═══ EXTRACTED DATA
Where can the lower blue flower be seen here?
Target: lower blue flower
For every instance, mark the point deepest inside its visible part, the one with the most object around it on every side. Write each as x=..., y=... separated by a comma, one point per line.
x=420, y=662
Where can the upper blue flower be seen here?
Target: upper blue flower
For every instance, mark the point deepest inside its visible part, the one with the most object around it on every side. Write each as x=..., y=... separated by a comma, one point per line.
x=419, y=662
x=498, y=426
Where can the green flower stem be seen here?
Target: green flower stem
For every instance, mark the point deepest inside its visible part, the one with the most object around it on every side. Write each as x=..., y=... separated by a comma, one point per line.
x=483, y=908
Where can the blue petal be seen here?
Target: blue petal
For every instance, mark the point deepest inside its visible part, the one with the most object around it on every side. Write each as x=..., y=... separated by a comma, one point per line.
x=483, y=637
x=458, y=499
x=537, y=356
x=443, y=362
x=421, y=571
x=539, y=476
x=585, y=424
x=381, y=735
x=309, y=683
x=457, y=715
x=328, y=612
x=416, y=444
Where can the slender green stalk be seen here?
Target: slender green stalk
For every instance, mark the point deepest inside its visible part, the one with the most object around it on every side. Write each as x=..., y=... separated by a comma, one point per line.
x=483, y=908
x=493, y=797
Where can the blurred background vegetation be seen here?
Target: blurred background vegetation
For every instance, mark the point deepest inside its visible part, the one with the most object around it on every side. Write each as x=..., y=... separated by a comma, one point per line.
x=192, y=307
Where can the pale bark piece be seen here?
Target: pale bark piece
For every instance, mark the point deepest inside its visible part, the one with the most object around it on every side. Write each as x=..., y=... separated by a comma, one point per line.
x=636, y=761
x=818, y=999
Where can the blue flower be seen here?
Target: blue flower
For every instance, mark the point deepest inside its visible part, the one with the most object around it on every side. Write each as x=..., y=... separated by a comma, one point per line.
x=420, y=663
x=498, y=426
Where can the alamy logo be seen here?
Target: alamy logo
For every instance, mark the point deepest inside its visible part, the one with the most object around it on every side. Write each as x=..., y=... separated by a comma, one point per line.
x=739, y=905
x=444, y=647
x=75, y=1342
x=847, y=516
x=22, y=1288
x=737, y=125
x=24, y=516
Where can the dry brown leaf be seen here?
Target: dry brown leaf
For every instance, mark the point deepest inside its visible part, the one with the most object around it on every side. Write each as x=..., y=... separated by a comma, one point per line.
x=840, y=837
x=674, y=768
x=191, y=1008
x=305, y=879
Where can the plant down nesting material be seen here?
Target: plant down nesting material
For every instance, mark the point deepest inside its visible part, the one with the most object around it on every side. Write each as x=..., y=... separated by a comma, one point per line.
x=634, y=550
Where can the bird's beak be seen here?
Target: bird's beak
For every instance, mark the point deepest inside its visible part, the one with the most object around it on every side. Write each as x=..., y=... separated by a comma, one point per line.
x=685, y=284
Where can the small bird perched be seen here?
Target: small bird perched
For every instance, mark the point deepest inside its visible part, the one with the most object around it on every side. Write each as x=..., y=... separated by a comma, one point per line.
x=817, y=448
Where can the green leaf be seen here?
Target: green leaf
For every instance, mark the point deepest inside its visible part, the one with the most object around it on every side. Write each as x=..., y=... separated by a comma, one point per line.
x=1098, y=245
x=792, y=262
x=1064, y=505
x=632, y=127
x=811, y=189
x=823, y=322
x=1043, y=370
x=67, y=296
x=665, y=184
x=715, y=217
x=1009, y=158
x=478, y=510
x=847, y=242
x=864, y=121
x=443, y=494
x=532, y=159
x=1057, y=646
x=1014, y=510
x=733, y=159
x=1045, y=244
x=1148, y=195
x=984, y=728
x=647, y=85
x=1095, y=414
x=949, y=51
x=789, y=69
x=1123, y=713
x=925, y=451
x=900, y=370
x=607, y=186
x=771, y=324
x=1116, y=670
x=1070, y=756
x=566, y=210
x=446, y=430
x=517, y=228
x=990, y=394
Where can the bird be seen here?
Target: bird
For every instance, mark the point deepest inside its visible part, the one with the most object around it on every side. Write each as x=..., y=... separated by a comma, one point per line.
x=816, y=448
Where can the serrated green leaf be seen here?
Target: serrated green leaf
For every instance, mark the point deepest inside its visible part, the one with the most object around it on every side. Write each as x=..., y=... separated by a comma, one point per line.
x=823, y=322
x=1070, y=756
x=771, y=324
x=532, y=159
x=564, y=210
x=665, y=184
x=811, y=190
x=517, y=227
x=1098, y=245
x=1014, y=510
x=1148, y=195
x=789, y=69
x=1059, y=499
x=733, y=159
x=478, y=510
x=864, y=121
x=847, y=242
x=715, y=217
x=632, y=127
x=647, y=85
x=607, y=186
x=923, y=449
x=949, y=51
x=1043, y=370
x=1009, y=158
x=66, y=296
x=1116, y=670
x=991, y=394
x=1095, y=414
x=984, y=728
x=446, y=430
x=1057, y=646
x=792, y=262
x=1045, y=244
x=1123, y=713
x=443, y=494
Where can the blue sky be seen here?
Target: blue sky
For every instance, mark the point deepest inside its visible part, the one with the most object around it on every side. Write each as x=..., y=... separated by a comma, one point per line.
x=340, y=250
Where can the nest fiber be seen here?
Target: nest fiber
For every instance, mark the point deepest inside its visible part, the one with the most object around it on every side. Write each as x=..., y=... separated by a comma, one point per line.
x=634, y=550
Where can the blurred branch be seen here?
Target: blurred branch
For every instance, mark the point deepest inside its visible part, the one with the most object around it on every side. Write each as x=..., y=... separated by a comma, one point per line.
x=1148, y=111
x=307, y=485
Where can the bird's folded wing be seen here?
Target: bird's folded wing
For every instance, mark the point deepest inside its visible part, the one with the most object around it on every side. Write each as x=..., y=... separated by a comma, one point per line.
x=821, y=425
══════
> _YOUR OBJECTIVE_
Rewrite all of the material above with each "one point per line" replaced by "one point on each line", and keep every other word unchanged.

> _RESPONSE TO THE TASK_
Where can the lower blue flower be seen here?
Target: lower blue flower
For every instance, mark the point deepest inside its visible part, the one with the most object around it on every side. Write each as x=..., y=... separated by a comma, one point on each line.
x=420, y=662
Where can the upper blue flower be seen here?
Target: upper blue flower
For every instance, mark the point deepest inside its visible part, the one with the most object around it on every side. Write each as x=..., y=... separated by a comma, one point on each line.
x=419, y=662
x=498, y=426
Where can the green flower stem be seen here?
Target: green flower stem
For every instance, mark the point deepest inside its visible part, the one with the most object around it on every side. Write each as x=..., y=... separated by a comma, one point on each line.
x=483, y=908
Where can the blue petal be seen here?
Target: blue petal
For every instance, mark the point deepest inside its visible part, the one with the most object around it on every side. Write each as x=..., y=... separated by a comma, one point on each line.
x=483, y=637
x=458, y=499
x=537, y=356
x=443, y=362
x=421, y=571
x=539, y=476
x=585, y=424
x=381, y=735
x=309, y=683
x=457, y=715
x=328, y=612
x=416, y=444
Where can the slender green stalk be seen here?
Target: slender green stalk
For every instance, mark the point deepest inside its visible part, the one with the most object around it on every side. Write each as x=..., y=... separated by a comma, one point on each line.
x=483, y=908
x=493, y=797
Where can the blurred background vegetation be seen here?
Target: blurred background vegetation
For every instance, mark the point deepest inside its visible part, the one with the most object around it on every side. Write each as x=..., y=... separated by a comma, one point on each line.
x=192, y=307
Where can the pale bark piece be seen here?
Target: pale bark piece
For every instance, mark the point deepest inside its visible part, the one with the most object around it on every side. Write each as x=..., y=... separated by a comma, one point on each line.
x=636, y=761
x=818, y=999
Where can the blue flower be seen here?
Target: blue flower
For every instance, mark the point deepest inside its visible part, the one with the most object around it on every side. Write each as x=..., y=... separated by a comma, one point on each line.
x=420, y=663
x=498, y=426
Where can the alamy logo be seen here?
Target: alamy logo
For every instance, mark the point deepest inside its visible part, the one with the most object around it on every side. Write each as x=..., y=... separated by a comma, one point on each line.
x=739, y=905
x=444, y=647
x=75, y=1342
x=847, y=516
x=22, y=1288
x=737, y=125
x=24, y=516
Where can the dry brown leaf be seen here?
Target: dry brown leaf
For every instance, mark the point deepest inside its visible part, the one with the most object around it on every side. Write each as x=..., y=... separated by a comma, one point on each line.
x=840, y=837
x=674, y=768
x=191, y=1008
x=305, y=879
Where can the plant down nesting material be seen here?
Target: plant down nesting material
For every instance, mark the point deepest inside its visible part, the one with the most object around it on every side. Write each as x=..., y=... separated by a comma, one point on each line.
x=634, y=550
Where can the bird's beak be seen here?
Target: bird's beak
For every instance, mark the point deepest inside its visible part, the one with the most object around it on every side. Write each as x=..., y=... separated by a comma, one point on each line.
x=685, y=284
Where can the small bird perched be seen here?
Target: small bird perched
For every instance, mark the point deepest inside its visible part, the one with the most object around it on every side. Write each as x=..., y=... separated by a comma, one point on each line.
x=817, y=448
Where can the green leaf be seen here?
Target: green leaf
For every instance, mark the point deepest inside its visible part, the one with the most object around it on every side. Write each as x=..., y=... separated by a comma, one point on each line.
x=1098, y=245
x=792, y=262
x=1064, y=505
x=632, y=127
x=811, y=189
x=823, y=322
x=1043, y=370
x=67, y=296
x=665, y=184
x=715, y=217
x=1009, y=158
x=478, y=510
x=847, y=242
x=864, y=121
x=443, y=494
x=532, y=159
x=1057, y=646
x=1014, y=510
x=733, y=159
x=1045, y=244
x=1148, y=195
x=984, y=728
x=647, y=85
x=1095, y=414
x=949, y=51
x=789, y=69
x=1123, y=713
x=925, y=451
x=900, y=370
x=607, y=186
x=771, y=324
x=1116, y=670
x=1070, y=756
x=566, y=210
x=446, y=430
x=517, y=228
x=990, y=394
Where can the bird be seen here?
Target: bird
For every instance, mark the point deepest inside its visible part, the one with the most object around it on every side. Write each as x=..., y=... separated by a comma, one point on each line.
x=816, y=448
Where can the serrated green leaf be seen here?
Target: serrated green leaf
For every instance, mark the point deepest inside its visible part, the one with the most object around it on every side. Write each as x=..., y=... separated by a comma, one point on each line.
x=823, y=322
x=1070, y=756
x=771, y=324
x=532, y=159
x=564, y=210
x=665, y=184
x=811, y=190
x=517, y=227
x=1098, y=245
x=1014, y=510
x=1148, y=195
x=789, y=69
x=1059, y=499
x=733, y=159
x=478, y=510
x=864, y=121
x=847, y=242
x=715, y=217
x=632, y=127
x=647, y=85
x=607, y=186
x=923, y=449
x=949, y=51
x=1043, y=370
x=1009, y=158
x=66, y=296
x=1116, y=670
x=991, y=394
x=1095, y=414
x=984, y=728
x=446, y=430
x=1057, y=646
x=792, y=262
x=1045, y=244
x=1123, y=713
x=443, y=494
Where can the blue sky be seen here?
Target: blue sky
For every instance, mark the point deepest inside its visible part, the one with the most object around it on every side. Write each as x=..., y=... separated by a comma, one point on each line.
x=340, y=250
Where can the nest fiber be seen here?
Target: nest fiber
For every instance, mark the point deepest inside its visible part, the one with the most object around it on every side. Write each as x=..., y=... separated by a comma, one point on each line.
x=634, y=550
Where can the blurred branch be seen here?
Target: blurred branch
For every instance, mark the point deepest inside its visible part, the one with the most object around it on every side. Write each as x=..., y=... separated by a comma, one point on each line.
x=1148, y=111
x=307, y=485
Where can the bird's folded wing be seen here?
Target: bird's folded wing
For every instance, mark the point deepest inside its visible part, the one with the most object around it on every side. Write each as x=..., y=... separated by a comma, one point on each line.
x=821, y=425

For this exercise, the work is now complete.